##### DATA EXTRACTS #####

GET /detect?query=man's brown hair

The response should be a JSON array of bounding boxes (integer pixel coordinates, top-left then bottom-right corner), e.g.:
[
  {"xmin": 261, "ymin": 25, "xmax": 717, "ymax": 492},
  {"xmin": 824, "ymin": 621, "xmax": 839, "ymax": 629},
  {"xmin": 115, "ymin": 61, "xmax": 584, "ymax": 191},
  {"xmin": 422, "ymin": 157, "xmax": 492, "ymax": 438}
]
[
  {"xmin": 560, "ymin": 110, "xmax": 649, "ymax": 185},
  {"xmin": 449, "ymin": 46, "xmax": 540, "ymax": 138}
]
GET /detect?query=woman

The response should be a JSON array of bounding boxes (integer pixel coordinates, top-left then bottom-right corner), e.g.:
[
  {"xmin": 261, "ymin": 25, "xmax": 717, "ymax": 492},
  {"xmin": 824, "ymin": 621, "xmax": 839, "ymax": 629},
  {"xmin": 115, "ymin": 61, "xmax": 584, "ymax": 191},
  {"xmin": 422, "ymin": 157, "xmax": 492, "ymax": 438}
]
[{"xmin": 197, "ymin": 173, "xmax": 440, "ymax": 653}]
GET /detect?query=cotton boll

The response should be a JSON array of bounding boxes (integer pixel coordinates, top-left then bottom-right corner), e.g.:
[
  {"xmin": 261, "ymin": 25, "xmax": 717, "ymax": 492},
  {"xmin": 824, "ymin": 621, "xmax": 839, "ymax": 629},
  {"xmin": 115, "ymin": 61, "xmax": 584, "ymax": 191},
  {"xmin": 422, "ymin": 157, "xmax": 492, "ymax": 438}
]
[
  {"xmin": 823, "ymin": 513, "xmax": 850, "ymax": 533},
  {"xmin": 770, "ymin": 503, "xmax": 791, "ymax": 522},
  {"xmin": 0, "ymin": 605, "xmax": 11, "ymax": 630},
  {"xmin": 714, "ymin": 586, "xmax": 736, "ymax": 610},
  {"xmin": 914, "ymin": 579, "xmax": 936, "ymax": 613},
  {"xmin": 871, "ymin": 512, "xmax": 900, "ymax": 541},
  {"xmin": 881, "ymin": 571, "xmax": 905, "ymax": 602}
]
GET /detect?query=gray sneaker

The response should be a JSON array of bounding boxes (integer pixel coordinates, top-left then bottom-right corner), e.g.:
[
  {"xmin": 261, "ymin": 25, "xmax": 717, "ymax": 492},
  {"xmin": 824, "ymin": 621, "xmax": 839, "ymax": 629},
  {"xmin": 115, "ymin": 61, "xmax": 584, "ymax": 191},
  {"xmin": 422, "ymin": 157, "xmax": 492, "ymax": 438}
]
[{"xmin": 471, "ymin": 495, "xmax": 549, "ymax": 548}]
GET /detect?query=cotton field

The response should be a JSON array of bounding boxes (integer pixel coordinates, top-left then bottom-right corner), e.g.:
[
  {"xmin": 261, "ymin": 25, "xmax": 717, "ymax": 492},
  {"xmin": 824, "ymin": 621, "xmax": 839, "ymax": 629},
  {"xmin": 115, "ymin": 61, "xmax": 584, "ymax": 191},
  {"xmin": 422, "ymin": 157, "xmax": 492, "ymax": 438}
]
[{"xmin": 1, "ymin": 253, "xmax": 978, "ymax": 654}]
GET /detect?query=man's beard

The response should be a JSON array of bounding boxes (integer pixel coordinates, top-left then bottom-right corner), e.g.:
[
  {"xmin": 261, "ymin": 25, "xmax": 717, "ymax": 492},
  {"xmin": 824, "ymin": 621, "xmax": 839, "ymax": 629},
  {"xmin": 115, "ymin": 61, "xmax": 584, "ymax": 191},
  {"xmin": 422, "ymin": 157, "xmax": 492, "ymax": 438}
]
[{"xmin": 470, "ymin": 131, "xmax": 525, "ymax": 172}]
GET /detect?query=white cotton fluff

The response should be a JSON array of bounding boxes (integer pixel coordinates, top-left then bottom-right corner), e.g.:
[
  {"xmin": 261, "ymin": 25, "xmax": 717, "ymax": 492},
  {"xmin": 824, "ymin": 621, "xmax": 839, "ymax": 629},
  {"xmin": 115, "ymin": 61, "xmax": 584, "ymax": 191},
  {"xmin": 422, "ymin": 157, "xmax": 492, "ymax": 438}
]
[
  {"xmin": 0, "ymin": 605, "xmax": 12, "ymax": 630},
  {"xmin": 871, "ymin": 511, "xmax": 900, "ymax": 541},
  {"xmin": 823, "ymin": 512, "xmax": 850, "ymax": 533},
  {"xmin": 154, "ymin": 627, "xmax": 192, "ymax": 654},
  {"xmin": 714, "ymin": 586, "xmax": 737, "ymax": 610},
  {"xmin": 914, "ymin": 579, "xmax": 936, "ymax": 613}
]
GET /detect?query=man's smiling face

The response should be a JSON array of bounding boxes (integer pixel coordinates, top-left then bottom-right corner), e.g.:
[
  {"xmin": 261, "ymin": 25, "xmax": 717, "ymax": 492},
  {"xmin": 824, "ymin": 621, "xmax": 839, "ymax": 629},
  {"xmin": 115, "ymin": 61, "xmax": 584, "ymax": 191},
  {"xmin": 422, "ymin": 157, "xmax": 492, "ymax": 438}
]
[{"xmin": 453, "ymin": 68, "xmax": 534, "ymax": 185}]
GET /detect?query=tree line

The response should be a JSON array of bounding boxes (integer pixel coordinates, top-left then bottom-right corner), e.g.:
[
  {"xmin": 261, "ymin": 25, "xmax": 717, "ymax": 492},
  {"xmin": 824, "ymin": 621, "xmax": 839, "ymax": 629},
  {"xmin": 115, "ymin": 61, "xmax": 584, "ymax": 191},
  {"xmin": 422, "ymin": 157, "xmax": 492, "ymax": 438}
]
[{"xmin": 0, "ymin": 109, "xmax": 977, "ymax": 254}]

#####

[REQUIRED ACTION]: Lines holding "detect" in the material above are to be reported.

[RESPONSE AREA]:
GET /detect?query=man's brown hair
GET /detect?query=woman
GET /detect?query=cotton boll
GET /detect?query=gray sneaker
GET /detect?query=cotton field
GET /detect?query=man's beard
GET /detect?query=white cotton fluff
GET /detect?query=man's smiling face
GET /detect?query=tree line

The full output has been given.